SHORT TASK.
Reproduce the records below exactly as they appear, omitting any pictures they contain.

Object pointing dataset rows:
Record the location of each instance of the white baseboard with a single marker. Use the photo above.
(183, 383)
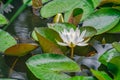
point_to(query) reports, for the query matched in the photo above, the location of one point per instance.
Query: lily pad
(114, 67)
(110, 1)
(66, 6)
(103, 19)
(6, 40)
(34, 36)
(108, 55)
(47, 39)
(3, 20)
(51, 66)
(76, 16)
(115, 29)
(20, 49)
(100, 75)
(58, 27)
(116, 45)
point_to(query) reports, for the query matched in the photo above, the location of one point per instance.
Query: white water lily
(72, 38)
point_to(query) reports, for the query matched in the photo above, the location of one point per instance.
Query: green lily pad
(116, 45)
(115, 29)
(87, 7)
(110, 1)
(47, 39)
(96, 3)
(114, 67)
(6, 40)
(7, 79)
(51, 66)
(108, 55)
(83, 78)
(34, 36)
(103, 19)
(66, 6)
(3, 20)
(76, 16)
(100, 75)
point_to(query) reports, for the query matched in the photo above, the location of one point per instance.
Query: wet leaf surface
(52, 66)
(101, 75)
(115, 29)
(20, 49)
(65, 8)
(83, 78)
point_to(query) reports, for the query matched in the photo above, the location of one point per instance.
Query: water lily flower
(72, 38)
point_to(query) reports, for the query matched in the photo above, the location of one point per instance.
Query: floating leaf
(6, 40)
(103, 20)
(90, 31)
(96, 3)
(20, 49)
(116, 45)
(7, 79)
(100, 75)
(108, 55)
(34, 36)
(66, 6)
(83, 78)
(115, 29)
(47, 39)
(3, 20)
(114, 67)
(51, 66)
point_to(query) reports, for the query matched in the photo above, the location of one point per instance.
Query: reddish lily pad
(20, 49)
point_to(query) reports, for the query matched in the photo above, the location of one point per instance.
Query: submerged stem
(72, 52)
(13, 65)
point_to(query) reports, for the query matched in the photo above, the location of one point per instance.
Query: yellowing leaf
(20, 49)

THE OUTPUT.
Record the location of each instance of the white baseboard with a single marker. Use the photo above.
(183, 383)
point_to(query) reports, for the query matched in the photo above, the location of one point per instance.
Query: lily pad
(114, 67)
(110, 1)
(66, 6)
(103, 19)
(6, 40)
(34, 36)
(108, 55)
(47, 39)
(3, 20)
(51, 66)
(76, 16)
(115, 29)
(20, 49)
(100, 75)
(58, 27)
(116, 45)
point_to(query) reports, for the query matched in the photo above, the location of one point per instance.
Query: white water lily
(72, 38)
point_to(query) reports, for the query matched in the photo above, the location of one point per instance.
Query: green lily pad
(116, 45)
(115, 29)
(87, 7)
(110, 1)
(47, 39)
(96, 3)
(114, 67)
(6, 40)
(7, 79)
(51, 66)
(108, 55)
(83, 78)
(34, 36)
(103, 19)
(66, 6)
(3, 20)
(76, 16)
(100, 75)
point_to(query) reports, for the query matched in the photo above, the location of one point per instance.
Query: wet leaf surface
(52, 66)
(101, 75)
(115, 29)
(20, 49)
(65, 8)
(83, 78)
point_to(query) reports, for the query matched in the photo above, the location of one point per instance.
Query: water lily flower
(72, 38)
point_to(query) reports, for the query matched in the photo above, the location of one point per instance.
Query: floating leaf
(6, 40)
(103, 20)
(90, 31)
(96, 3)
(20, 49)
(116, 45)
(7, 79)
(100, 75)
(108, 55)
(34, 36)
(66, 6)
(83, 78)
(115, 29)
(47, 39)
(3, 20)
(114, 67)
(51, 66)
point_to(query) reports, for the query matched in the photo above, the location of one point per instance.
Query: reddish lily pad
(20, 49)
point_to(query) reports, for the query matched in the photo above, the location of one point per instance.
Query: submerged stem
(72, 52)
(13, 65)
point_to(query) reports, for the query matched in the photo above, the location of one point per instance.
Query: yellowing leaf
(20, 49)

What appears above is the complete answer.